* [What is asked] Copy out, unchanged, the entries below from the "Greenhouse-scouting request: tag the distant" line to the final line. Omit pictures.

* [Extracted data]

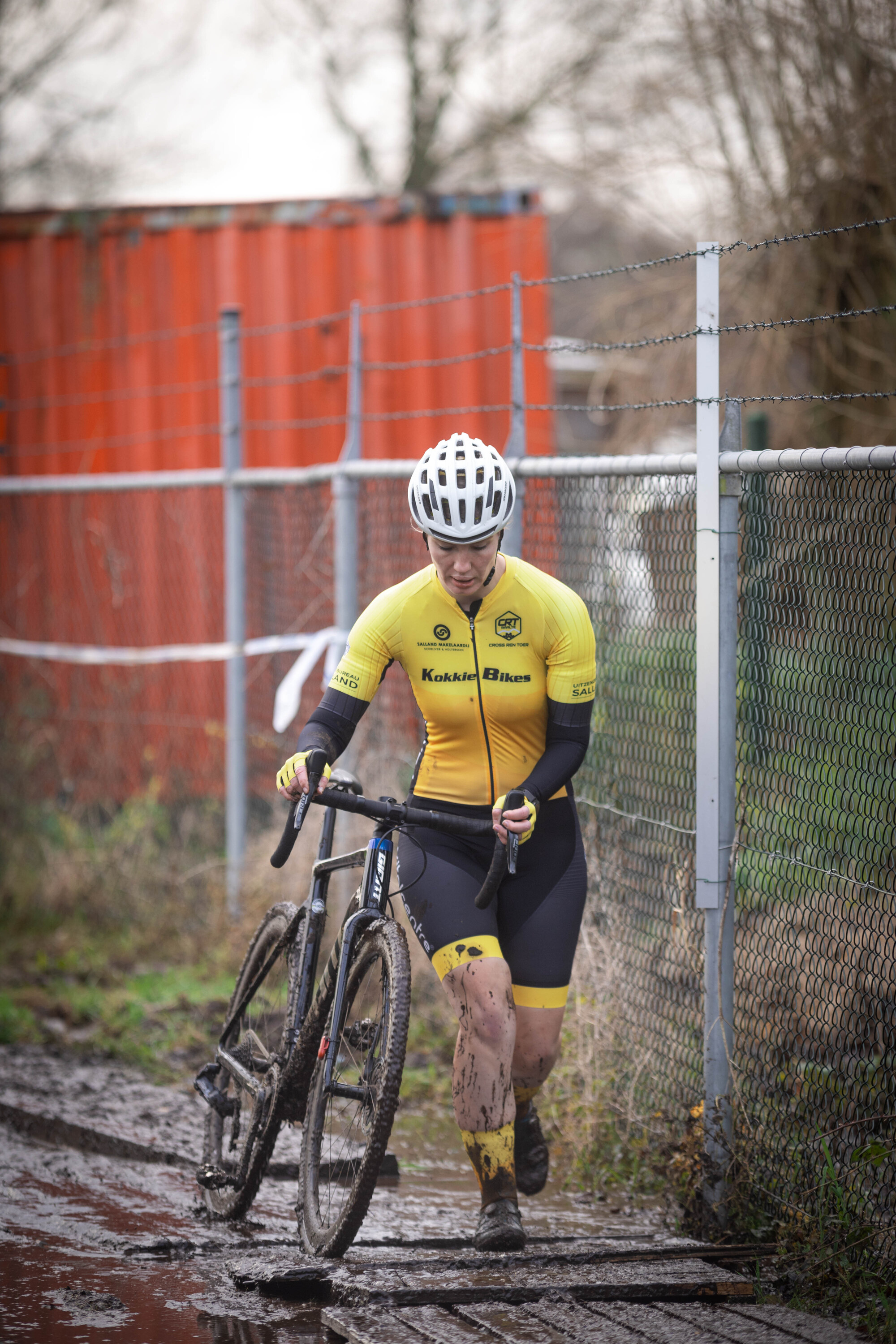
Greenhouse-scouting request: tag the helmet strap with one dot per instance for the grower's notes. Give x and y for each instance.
(491, 574)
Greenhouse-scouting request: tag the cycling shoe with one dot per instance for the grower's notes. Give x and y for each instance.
(500, 1228)
(530, 1154)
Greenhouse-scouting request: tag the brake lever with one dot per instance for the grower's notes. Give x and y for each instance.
(516, 799)
(315, 764)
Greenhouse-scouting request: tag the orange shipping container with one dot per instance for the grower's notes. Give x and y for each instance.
(109, 326)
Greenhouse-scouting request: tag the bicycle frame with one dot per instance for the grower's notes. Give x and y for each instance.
(378, 871)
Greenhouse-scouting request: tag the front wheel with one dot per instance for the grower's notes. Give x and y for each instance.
(241, 1142)
(345, 1139)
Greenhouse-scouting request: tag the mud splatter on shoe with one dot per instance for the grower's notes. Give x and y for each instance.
(530, 1154)
(500, 1228)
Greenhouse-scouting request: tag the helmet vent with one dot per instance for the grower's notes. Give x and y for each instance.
(461, 491)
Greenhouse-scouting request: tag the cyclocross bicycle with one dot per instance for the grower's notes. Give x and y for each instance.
(332, 1057)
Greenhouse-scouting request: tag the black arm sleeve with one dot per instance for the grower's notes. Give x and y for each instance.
(332, 725)
(564, 745)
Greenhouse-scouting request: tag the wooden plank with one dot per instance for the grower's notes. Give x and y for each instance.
(577, 1322)
(814, 1330)
(396, 1289)
(655, 1324)
(724, 1323)
(601, 1253)
(281, 1276)
(382, 1327)
(515, 1324)
(439, 1326)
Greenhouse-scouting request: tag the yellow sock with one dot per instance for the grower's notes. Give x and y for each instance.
(491, 1152)
(523, 1096)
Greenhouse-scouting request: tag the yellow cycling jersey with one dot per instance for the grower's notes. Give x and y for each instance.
(482, 683)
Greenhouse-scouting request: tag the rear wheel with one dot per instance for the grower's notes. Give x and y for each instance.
(241, 1143)
(345, 1139)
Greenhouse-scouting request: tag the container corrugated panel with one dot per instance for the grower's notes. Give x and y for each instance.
(108, 322)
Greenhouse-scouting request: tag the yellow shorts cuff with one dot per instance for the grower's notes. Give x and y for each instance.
(530, 996)
(465, 949)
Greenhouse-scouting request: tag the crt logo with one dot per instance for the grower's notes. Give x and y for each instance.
(508, 627)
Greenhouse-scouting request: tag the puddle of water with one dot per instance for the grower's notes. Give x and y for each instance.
(69, 1217)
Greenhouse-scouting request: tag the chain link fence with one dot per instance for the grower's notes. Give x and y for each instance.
(816, 878)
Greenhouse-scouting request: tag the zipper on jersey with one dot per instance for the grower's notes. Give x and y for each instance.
(470, 616)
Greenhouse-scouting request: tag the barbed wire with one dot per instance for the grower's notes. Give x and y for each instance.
(436, 363)
(581, 347)
(711, 401)
(306, 323)
(810, 233)
(396, 366)
(617, 271)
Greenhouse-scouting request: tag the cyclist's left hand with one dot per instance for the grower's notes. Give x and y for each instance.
(521, 820)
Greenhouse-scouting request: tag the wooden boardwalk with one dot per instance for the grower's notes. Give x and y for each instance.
(554, 1320)
(100, 1206)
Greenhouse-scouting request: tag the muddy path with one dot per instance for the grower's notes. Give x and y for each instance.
(113, 1242)
(103, 1237)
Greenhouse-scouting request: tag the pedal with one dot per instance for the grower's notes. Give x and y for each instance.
(213, 1178)
(206, 1088)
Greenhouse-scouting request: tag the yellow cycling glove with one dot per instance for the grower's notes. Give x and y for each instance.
(288, 772)
(499, 803)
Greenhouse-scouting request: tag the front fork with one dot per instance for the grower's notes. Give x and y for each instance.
(375, 883)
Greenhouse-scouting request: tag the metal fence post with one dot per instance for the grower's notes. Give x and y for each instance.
(346, 490)
(232, 459)
(720, 921)
(515, 445)
(710, 890)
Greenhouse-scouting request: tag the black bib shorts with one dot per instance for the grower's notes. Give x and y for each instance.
(534, 921)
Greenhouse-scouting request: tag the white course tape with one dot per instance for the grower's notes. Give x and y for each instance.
(99, 655)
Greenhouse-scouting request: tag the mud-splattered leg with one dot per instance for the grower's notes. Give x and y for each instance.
(482, 1088)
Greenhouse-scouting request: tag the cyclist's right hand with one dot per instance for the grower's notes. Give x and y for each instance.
(292, 779)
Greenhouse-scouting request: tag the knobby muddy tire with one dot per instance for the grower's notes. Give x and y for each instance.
(328, 1219)
(280, 986)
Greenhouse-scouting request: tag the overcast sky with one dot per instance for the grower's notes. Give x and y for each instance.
(224, 112)
(236, 121)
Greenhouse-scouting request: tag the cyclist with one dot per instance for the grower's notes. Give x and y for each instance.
(501, 659)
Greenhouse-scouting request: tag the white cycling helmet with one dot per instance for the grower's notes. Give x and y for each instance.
(461, 491)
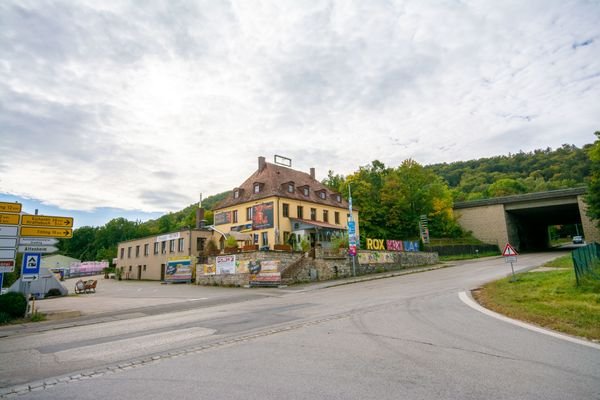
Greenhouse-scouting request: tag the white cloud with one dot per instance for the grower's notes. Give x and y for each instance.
(108, 104)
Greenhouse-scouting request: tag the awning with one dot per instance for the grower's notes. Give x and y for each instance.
(303, 224)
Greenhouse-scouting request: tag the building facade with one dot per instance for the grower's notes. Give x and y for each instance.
(146, 258)
(279, 205)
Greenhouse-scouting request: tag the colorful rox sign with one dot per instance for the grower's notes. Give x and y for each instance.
(392, 245)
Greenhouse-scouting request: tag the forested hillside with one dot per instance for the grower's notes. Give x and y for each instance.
(536, 171)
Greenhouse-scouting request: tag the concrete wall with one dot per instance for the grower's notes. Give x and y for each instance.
(488, 223)
(591, 233)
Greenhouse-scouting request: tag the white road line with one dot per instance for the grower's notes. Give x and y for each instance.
(466, 298)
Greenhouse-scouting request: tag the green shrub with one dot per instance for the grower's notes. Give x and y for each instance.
(14, 304)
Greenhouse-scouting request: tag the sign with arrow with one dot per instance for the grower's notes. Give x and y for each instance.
(38, 241)
(10, 207)
(46, 220)
(9, 219)
(37, 249)
(63, 233)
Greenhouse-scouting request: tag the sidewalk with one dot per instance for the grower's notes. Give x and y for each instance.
(119, 300)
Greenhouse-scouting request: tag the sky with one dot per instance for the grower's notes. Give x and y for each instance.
(131, 109)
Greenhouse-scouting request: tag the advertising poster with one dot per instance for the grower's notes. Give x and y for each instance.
(223, 218)
(209, 269)
(178, 270)
(264, 273)
(225, 265)
(262, 216)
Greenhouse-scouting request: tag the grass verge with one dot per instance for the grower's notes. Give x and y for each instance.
(549, 299)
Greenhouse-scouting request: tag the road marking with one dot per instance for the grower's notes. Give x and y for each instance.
(468, 300)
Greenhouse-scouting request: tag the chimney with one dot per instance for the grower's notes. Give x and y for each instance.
(199, 218)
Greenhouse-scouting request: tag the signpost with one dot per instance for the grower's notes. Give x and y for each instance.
(63, 233)
(510, 256)
(46, 220)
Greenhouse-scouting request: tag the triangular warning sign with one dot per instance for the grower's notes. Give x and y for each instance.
(509, 251)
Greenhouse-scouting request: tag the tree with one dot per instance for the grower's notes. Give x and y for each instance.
(592, 197)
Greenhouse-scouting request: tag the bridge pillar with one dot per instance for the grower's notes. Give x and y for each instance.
(487, 223)
(591, 233)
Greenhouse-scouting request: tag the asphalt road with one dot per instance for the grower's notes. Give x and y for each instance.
(407, 337)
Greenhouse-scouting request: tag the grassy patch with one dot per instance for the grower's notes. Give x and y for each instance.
(565, 261)
(550, 299)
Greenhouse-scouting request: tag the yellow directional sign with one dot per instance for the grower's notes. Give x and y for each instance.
(45, 220)
(9, 219)
(10, 207)
(63, 233)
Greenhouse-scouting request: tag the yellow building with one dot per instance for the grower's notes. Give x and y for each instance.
(279, 205)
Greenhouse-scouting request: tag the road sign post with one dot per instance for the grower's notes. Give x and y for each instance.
(510, 256)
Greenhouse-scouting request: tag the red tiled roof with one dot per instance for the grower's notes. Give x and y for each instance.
(274, 179)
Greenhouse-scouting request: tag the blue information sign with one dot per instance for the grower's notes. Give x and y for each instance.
(31, 264)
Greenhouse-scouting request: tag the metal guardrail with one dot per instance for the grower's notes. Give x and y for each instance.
(586, 261)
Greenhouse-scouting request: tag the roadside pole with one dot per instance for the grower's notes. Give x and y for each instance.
(510, 256)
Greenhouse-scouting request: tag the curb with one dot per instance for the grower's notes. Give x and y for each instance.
(466, 298)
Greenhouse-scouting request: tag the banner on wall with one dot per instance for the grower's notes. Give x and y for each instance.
(222, 218)
(179, 269)
(262, 216)
(225, 264)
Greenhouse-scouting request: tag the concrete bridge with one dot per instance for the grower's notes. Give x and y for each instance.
(523, 220)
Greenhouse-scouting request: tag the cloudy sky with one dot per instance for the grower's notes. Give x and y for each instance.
(116, 108)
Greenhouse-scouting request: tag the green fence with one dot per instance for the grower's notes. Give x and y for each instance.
(586, 261)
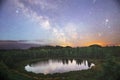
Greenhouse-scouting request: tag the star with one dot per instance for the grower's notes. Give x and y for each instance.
(17, 11)
(107, 20)
(99, 34)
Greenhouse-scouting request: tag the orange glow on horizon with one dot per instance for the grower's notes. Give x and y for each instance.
(102, 43)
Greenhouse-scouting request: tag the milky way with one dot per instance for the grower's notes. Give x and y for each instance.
(61, 22)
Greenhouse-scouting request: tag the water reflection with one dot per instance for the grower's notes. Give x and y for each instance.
(58, 66)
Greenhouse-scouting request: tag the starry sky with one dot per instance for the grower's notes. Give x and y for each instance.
(61, 22)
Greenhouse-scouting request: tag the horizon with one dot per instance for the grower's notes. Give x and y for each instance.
(74, 23)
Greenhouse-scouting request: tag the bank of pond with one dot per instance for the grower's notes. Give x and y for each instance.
(86, 63)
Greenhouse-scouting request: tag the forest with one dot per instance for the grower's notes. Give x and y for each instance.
(106, 59)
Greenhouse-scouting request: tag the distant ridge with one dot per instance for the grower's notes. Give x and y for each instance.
(11, 44)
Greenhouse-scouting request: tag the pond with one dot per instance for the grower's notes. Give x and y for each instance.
(58, 66)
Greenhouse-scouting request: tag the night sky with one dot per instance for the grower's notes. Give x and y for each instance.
(61, 22)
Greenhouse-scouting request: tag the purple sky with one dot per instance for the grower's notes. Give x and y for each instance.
(61, 22)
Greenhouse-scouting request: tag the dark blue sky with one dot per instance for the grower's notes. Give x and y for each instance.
(61, 22)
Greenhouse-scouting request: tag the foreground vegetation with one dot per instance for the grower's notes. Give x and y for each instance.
(106, 59)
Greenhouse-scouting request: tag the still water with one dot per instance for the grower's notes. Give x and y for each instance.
(58, 66)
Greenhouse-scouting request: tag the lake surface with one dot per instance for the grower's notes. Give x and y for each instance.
(58, 66)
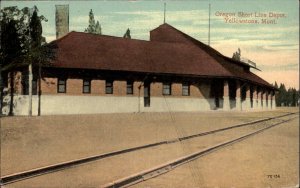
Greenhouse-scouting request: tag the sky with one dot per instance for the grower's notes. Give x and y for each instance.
(266, 31)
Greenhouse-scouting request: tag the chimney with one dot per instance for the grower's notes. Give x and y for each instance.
(62, 20)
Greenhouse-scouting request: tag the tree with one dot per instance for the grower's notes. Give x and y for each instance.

* [Task result]
Greenhouse-scouting request: tag the distant ridge with one dot per instance for the grower's notes. Give x and y for each instance.
(11, 44)
Greenhouse-scouting request: tag the pond with one dot per instance for the grower's notes. Give x and y for each instance.
(58, 66)
Greenhouse-scouting request: tag the night sky with one dot per instance for the grower's notes. Give x and y for each instance.
(61, 22)
Greenhouse-scouting request: tag the purple sky with one dot per instance for the grower's notes. Give x and y for each instance.
(61, 22)
Greenhouse-scouting request: tag the dark blue sky with one dot per instance for the grower's notes. Give x and y for each instance.
(61, 22)
Greenhouse-scouting request: tag the foreground vegetation with one dot per instance for the grower's notes. Give x and y for each instance.
(106, 59)
Greenhouse-scouting request: tag the still water with one dot per instance for the grower's notes. Give x and y for each instance.
(58, 66)
Greenhouse-scouting request: tag the lake surface with one dot per instance for the grower's notes. Give x and y for each instance.
(58, 66)
Greenhouse-scouting request: tag the sky with one dot per instance for the grower's notes. Give x and y for each instance.
(266, 31)
Greenhouse-scouting request: tag the chimney with one dot per instance for the grower's notes. Give x and y for each instance.
(62, 20)
Greenhouse-scouting request: tag the tree with one dot per instance for the grower's notes. Give x and y for each instance.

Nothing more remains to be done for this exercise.